Task:
Every record below needs to be retyped exactly as it appears.

● ● ● ● ●

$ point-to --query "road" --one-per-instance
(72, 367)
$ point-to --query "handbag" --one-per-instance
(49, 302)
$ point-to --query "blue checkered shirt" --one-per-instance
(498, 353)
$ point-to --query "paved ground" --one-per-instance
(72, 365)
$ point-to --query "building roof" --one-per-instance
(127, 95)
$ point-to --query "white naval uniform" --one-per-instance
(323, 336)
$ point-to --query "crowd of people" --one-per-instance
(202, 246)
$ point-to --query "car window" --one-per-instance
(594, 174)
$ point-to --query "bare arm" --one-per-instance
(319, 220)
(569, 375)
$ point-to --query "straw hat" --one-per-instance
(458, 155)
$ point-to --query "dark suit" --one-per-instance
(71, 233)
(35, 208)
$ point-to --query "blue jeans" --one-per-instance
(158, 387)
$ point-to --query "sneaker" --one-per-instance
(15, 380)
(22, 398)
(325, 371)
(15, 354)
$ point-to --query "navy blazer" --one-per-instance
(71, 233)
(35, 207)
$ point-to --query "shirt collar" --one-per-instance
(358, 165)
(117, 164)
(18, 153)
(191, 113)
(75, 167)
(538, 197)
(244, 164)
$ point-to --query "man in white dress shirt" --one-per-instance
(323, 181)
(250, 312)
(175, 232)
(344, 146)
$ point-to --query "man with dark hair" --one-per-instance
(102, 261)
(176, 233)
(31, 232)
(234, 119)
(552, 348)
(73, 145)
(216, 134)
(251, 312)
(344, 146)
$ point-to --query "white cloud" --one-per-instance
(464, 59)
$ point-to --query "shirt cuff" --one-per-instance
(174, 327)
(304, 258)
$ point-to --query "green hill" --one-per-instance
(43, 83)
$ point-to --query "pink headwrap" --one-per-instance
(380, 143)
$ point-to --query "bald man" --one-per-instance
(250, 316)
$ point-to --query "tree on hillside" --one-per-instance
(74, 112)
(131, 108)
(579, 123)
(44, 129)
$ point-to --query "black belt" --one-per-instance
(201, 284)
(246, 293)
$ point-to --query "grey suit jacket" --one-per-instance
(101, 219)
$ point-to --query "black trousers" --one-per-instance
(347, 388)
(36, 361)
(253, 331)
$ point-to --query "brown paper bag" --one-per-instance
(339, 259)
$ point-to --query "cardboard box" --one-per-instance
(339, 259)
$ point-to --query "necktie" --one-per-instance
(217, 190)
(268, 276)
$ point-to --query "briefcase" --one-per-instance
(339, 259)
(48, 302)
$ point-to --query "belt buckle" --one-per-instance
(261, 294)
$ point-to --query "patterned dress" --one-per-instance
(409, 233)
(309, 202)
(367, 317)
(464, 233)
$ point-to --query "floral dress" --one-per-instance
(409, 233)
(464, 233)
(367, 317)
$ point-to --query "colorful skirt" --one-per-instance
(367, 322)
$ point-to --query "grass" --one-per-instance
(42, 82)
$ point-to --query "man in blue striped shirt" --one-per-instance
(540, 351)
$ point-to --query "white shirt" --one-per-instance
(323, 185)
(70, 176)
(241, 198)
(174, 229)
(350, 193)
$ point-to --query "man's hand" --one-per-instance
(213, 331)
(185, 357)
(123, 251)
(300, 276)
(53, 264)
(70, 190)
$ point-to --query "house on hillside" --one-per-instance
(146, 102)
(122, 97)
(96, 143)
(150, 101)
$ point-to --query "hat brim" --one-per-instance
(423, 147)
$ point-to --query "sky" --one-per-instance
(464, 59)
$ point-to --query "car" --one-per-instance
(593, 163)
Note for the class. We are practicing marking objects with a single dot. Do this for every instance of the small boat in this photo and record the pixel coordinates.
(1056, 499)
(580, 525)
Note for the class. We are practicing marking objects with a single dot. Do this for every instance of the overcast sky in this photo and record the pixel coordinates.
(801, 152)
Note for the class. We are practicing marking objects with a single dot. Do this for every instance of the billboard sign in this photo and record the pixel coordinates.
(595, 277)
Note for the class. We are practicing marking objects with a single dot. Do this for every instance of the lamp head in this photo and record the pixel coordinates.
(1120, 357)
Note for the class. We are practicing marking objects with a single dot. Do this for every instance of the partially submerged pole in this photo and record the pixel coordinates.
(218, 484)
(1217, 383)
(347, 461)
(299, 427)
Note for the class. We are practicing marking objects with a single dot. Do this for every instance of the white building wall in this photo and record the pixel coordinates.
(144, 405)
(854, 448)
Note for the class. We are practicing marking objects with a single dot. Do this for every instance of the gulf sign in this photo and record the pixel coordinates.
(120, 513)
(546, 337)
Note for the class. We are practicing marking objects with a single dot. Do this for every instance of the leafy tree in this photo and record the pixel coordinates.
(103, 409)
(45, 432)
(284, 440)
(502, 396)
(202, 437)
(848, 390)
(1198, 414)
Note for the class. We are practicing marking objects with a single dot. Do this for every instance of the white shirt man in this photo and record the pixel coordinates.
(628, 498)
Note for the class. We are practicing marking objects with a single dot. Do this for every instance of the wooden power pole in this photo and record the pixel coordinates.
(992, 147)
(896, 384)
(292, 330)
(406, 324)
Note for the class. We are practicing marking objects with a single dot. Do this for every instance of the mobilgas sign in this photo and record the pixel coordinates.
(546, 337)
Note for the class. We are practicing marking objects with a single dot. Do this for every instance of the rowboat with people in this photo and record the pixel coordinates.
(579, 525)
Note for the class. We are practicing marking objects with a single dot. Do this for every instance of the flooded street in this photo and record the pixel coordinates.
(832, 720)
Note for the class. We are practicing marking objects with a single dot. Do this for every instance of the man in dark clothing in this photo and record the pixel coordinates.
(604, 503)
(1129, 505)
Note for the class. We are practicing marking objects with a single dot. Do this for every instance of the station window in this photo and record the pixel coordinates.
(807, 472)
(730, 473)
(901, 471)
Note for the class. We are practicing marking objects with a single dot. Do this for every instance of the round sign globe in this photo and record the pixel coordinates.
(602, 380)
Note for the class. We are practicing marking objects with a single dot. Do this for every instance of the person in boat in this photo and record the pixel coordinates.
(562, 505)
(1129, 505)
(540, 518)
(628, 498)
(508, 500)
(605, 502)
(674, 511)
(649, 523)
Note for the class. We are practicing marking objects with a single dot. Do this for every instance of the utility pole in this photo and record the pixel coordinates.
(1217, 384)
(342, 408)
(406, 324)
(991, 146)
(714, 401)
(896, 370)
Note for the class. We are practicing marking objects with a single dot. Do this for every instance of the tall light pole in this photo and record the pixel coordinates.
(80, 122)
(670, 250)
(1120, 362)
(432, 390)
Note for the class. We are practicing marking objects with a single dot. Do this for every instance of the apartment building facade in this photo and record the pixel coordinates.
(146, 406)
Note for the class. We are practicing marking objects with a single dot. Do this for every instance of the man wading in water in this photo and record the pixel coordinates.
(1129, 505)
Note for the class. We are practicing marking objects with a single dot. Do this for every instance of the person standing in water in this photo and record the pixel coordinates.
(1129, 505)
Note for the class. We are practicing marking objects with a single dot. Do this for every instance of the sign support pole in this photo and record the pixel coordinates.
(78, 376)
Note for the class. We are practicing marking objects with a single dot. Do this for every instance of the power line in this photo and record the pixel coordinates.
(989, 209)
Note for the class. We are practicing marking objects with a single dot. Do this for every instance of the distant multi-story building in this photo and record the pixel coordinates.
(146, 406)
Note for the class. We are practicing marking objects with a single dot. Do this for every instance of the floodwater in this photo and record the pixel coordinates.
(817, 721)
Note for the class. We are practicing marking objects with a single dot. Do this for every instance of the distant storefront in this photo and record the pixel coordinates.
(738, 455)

● ● ● ● ●

Task response:
$ point-to --query "road" --one-per-instance
(72, 367)
$ point-to --query "handbag" --one-per-instance
(49, 302)
$ point-to --query "blue checkered shirt" --one-per-instance
(498, 353)
$ point-to --query "paved ground" --one-per-instance
(72, 365)
$ point-to --query "building roof" --one-per-instance
(127, 95)
$ point-to --query "white naval uniform" --one-per-instance
(323, 336)
$ point-to --query "crowd of people" --one-per-instance
(202, 246)
$ point-to --query "car window" --one-per-instance
(594, 174)
$ point-to --query "bare arm" --one-per-instance
(319, 220)
(569, 375)
$ point-to --query "straw hat" --one-per-instance
(458, 155)
$ point-to --query "dark suit" --one-per-instance
(71, 233)
(35, 208)
$ point-to --query "blue jeans" --one-per-instance
(158, 387)
$ point-to --query "sneaker" --one-per-instance
(15, 380)
(22, 398)
(325, 371)
(15, 354)
$ point-to --query "navy blazer" --one-per-instance
(71, 233)
(35, 207)
$ point-to --query "shirt collar" --one-per-instance
(358, 165)
(117, 164)
(18, 153)
(191, 113)
(75, 167)
(538, 197)
(244, 164)
$ point-to --query "man in white dress shirt" --one-per-instance
(323, 181)
(250, 312)
(175, 232)
(344, 146)
$ point-to --query "man with dark hair" --one-per-instance
(102, 261)
(176, 233)
(31, 232)
(234, 119)
(552, 348)
(73, 145)
(216, 134)
(251, 312)
(344, 146)
$ point-to --query "white cloud" --one-per-instance
(464, 59)
$ point-to --query "shirt cuff" --one-per-instance
(174, 327)
(304, 258)
$ point-to --query "green hill" --one-per-instance
(43, 83)
$ point-to --query "pink headwrap" --one-per-instance
(380, 143)
$ point-to --query "bald man" --one-per-instance
(250, 316)
$ point-to --query "tree on hillside" --one-per-instance
(74, 112)
(131, 108)
(579, 123)
(44, 129)
$ point-to --query "black belt" --one-per-instance
(201, 284)
(246, 293)
$ point-to --query "grey suit jacket" --one-per-instance
(101, 219)
$ point-to --query "black trousers" --one-per-instance
(347, 388)
(36, 361)
(253, 331)
$ point-to --query "brown paper bag" --one-per-instance
(339, 259)
$ point-to --query "cardboard box" --one-per-instance
(339, 259)
$ point-to --query "necktie" --one-per-instance
(217, 190)
(268, 276)
$ point-to --query "briefcase" --one-per-instance
(339, 259)
(48, 302)
$ point-to --query "belt buckle" --one-per-instance
(261, 294)
$ point-to --query "patterned dress" --one-per-instance
(409, 233)
(309, 202)
(367, 317)
(464, 233)
$ point-to --query "floral dress" --one-per-instance
(409, 233)
(464, 233)
(367, 317)
$ point-to --query "colorful skirt" --one-per-instance
(367, 322)
$ point-to --query "grass" --one-per-instance
(42, 82)
$ point-to --query "man in blue striped shirt" --one-per-instance
(540, 351)
$ point-to --query "white shirt" --one-per-instance
(323, 185)
(70, 176)
(241, 198)
(174, 229)
(350, 193)
$ point-to --query "man's hand" --one-per-instance
(213, 331)
(185, 357)
(123, 251)
(300, 276)
(53, 264)
(70, 190)
$ point-to --query "house on hillside" --one-per-instance
(146, 102)
(122, 97)
(96, 143)
(150, 101)
$ point-to --query "hat brim" --one-per-instance
(423, 147)
$ point-to --query "sky" --one-per-instance
(464, 59)
$ point-to --query "car" --one-per-instance
(593, 163)
Note for the class. We are practicing marking objects with a single dot. Do this for every instance of the small boat in this photo and record the pixel coordinates.
(1056, 499)
(580, 525)
Note for the class. We are practicing marking objects with a single dot. Do this for every instance of the overcast sky in this photo and record the pixel coordinates.
(801, 152)
Note for the class. We are practicing marking objects with a single dot. Do this for every instance of the billboard sign in this photo and record the pixel coordinates.
(595, 277)
Note for the class. We are practicing marking objects with a single dot. Do this for every instance of the lamp head in this photo and record the pixel coordinates.
(1120, 357)
Note for the class. We are practicing marking objects with a single dot. Do this for every instance of the partially submerged pole in this photo and record the pixel coordinates.
(218, 484)
(1217, 383)
(347, 461)
(299, 427)
Note for the class. We are practicing marking objects with a single dot. Do this for every instance of the white building wall in this photo and record the pixel coordinates.
(144, 405)
(854, 448)
Note for the class. We are practicing marking objects with a single dot. Do this for every instance of the gulf sign in this photo and record the pixel coordinates.
(120, 513)
(546, 337)
Note for the class. We are practicing marking objects with a single dot. Do this for every instance of the leafy tree in this photo and record the pixel coordinates.
(103, 409)
(45, 432)
(284, 440)
(502, 396)
(202, 437)
(848, 390)
(1198, 414)
Note for the class. We are practicing marking objects with a single dot. Do this for every instance of the white shirt man in this photo and record the pixel coordinates.
(628, 498)
Note for the class. We are practicing marking objects with a single dot. Do this for every instance of the wooden power pole in this photo and record the pixel coordinates.
(992, 147)
(896, 384)
(292, 330)
(406, 324)
Note for the class. We are practicing marking objects with a single dot. Do this for every instance of the mobilgas sign in this photo and record the pixel coordinates.
(546, 337)
Note for the class. We are practicing marking objects with a single dot. Do this for every instance of the rowboat with people in this photo and record the pixel coordinates.
(579, 525)
Note for the class. We are practicing marking objects with a single dot. Do this for every instance of the flooded street in this photo and record the pixel coordinates.
(832, 720)
Note for the class. We are practicing marking objects with a single dot. Do this for every instance of the man in dark clothing in this photo and record the pixel coordinates.
(604, 503)
(1129, 505)
Note for the class. We are practicing marking objects with a single dot. Do this for every instance of the station window in this photo and record the pixel coordinates.
(807, 472)
(730, 473)
(901, 471)
Note for the class. We are practicing marking objects with a single dot. Do this for every instance of the round sign globe in this photo and record the pixel coordinates.
(602, 380)
Note for the class. We are practicing marking objects with a single dot. Do this for every instance of the person in boat in this photo and record the pixel coordinates.
(562, 505)
(1129, 505)
(540, 518)
(628, 498)
(508, 500)
(605, 502)
(674, 511)
(649, 523)
Note for the class. We are practicing marking objects with a single dot. Do this for every instance of the utility pole in this photo and record the pixel coordinates.
(1217, 384)
(342, 408)
(406, 324)
(991, 146)
(714, 401)
(896, 370)
Note for the class. We are practicing marking objects with a single dot. Do this for every instance of the tall light pole in this photo and record the pixel coordinates.
(80, 122)
(670, 250)
(1120, 362)
(432, 390)
Note for the class. We are practicing marking objects with a single dot. Do this for every instance of the apartment building facade in this photo and record the pixel coordinates.
(146, 406)
Note for the class. We are practicing marking objects with a single dot. Do this for every instance of the man wading in water in this photo and record the pixel coordinates.
(1129, 505)
Note for the class. We are practicing marking objects with a single dot. Do this for every instance of the person standing in water in this photo and record the pixel coordinates.
(1129, 505)
Note for the class. We are practicing marking objects with a single dot. Do this for every instance of the sign support pole in this photo and record the pixel coordinates.
(78, 376)
Note for the class. We are practicing marking objects with a single dot. Do this for every instance of the power line in this photo and record the pixel coordinates.
(989, 209)
Note for the class. We are practicing marking objects with a single dot. Do this for every instance of the distant multi-story building in this photo and record the pixel coordinates.
(146, 406)
Note for the class. We are practicing marking objects with a single dot. Do this for every instance of the floodwater in this photo and record the pixel coordinates.
(817, 721)
Note for the class. We are practicing marking objects with a single dot. Do this for every instance of the distant storefront in this photo and record the pixel coordinates.
(738, 455)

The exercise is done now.